-- Start Passage shown --

In 2015, Caan held two IRAs with the Swiss bank UBS. Both IRAs were governed by a custodial agreement between Caan and UBS. Under that agreement, every year by a certain date, Caan was required to provide UBS with the year-end fair market value (FMV) of any non-publicly traded investment that UBS allowed Caan to hold in the IRAs. If Caan did not provide the information, UBS would distribute the investment to Caan and issue an IRS Form 1099-R, Distributions From Pensions, Annuities, Retirement or Profit-Sharing Plans, IRAs, Insurance Contracts, etc., for the investment’s last available value.
One of the IRAs held a partnership interest (P&A interest) in the P&A Fund, a hedge fund. Caan did not provide UBS the FMV for tax year 2015 as required by the custodial agreement, so UBS distributed the P&A interest from the IRA and notified Caan and his financial advisers of the distribution under the relevant terms of the custodial agreement.

-- End Passage shown --
-- Start Listed records --

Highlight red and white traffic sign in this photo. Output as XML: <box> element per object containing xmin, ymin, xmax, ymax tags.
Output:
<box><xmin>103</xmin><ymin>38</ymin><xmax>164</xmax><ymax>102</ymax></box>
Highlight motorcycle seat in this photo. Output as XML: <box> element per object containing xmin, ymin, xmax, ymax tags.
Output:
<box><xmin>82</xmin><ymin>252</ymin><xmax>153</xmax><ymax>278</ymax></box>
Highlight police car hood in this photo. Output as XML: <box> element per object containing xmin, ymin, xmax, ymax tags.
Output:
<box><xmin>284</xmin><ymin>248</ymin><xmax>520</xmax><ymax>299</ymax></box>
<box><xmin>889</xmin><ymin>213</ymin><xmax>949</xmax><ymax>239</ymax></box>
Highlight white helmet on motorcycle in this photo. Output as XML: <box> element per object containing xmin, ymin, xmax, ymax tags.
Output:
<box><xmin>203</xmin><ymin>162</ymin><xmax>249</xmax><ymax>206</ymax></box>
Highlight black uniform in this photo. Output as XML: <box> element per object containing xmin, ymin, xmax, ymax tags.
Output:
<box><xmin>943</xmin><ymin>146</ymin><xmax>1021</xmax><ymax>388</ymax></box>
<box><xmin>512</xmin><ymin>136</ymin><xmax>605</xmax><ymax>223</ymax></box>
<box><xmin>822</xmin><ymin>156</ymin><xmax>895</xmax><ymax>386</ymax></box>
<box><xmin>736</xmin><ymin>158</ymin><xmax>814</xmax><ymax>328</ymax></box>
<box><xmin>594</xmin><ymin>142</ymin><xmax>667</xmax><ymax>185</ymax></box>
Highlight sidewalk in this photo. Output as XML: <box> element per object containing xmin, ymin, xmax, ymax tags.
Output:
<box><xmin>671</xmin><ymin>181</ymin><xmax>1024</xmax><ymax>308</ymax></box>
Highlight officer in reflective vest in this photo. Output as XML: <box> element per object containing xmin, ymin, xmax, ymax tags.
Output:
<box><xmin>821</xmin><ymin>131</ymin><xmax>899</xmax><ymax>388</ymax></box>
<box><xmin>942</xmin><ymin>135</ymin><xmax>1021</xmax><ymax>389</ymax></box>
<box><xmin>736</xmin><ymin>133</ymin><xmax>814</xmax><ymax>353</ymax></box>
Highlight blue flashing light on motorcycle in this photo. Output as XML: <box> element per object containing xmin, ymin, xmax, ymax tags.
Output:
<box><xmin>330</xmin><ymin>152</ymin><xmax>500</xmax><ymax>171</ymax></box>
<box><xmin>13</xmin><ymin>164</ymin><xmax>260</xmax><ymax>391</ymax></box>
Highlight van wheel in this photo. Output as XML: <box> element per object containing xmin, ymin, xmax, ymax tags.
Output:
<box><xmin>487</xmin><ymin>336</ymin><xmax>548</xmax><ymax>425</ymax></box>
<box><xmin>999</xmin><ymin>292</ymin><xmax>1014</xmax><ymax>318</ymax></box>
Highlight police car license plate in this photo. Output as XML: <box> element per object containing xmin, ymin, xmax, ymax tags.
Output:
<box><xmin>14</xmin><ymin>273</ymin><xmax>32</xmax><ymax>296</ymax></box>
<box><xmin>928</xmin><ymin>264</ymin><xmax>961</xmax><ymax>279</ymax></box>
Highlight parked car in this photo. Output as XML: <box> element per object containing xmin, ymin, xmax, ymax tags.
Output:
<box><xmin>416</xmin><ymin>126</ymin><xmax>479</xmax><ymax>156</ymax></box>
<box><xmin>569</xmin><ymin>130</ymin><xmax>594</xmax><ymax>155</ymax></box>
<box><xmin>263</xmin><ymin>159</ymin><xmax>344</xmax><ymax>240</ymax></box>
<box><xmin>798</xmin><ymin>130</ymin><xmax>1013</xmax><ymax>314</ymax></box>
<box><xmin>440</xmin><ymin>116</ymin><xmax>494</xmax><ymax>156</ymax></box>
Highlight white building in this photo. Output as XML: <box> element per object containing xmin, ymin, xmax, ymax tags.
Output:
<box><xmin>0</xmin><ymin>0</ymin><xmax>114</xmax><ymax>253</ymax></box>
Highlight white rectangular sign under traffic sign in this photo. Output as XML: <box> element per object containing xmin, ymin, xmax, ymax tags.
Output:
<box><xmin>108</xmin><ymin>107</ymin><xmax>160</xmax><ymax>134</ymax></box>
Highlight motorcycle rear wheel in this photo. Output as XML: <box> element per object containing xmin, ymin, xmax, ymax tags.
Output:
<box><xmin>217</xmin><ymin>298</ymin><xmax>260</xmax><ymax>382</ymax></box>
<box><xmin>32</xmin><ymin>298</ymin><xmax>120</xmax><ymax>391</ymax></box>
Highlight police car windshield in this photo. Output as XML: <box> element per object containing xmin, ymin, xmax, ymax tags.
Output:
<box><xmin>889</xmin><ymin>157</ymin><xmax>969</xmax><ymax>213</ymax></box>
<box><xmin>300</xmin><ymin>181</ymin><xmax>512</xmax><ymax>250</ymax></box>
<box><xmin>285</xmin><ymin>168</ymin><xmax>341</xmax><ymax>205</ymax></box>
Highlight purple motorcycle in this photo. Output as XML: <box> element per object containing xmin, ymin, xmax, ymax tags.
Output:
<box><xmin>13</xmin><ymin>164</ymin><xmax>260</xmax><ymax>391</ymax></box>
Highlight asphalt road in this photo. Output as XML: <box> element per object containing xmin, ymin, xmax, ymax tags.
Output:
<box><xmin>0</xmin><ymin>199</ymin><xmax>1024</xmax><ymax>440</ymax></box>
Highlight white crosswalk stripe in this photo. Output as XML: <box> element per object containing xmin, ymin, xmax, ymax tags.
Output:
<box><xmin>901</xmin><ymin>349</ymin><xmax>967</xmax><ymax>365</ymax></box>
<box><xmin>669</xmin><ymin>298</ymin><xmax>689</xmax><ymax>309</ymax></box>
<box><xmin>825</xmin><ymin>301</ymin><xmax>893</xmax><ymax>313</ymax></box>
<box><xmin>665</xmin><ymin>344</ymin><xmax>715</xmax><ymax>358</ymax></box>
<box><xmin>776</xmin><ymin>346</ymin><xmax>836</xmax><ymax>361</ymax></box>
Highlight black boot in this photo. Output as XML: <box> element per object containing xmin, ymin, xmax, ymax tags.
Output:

-- End Listed records --

Tasks to carry out:
A. According to the passage about Caan's IRAs, why did UBS distribute the P&A interest from the IRA? Answer in one to three sentences.
B. Output as a JSON list of strings the part of the records that begins with the line containing "Highlight black boot" and runs through the end of the records, one string per line and blank lines omitted.
The text and the records were taken from separate, unrelated sources.

Task-by-task outputs:
A. UBS distributed the P&A interest because Caan did not provide the fair market value for tax year 2015, which the custodial agreement required. Under that agreement, UBS would distribute the investment to Caan if he failed to provide the information.

B.
[
  "Highlight black boot in this photo. Output as XML: <box> element per object containing xmin, ymin, xmax, ymax tags.",
  "Output:"
]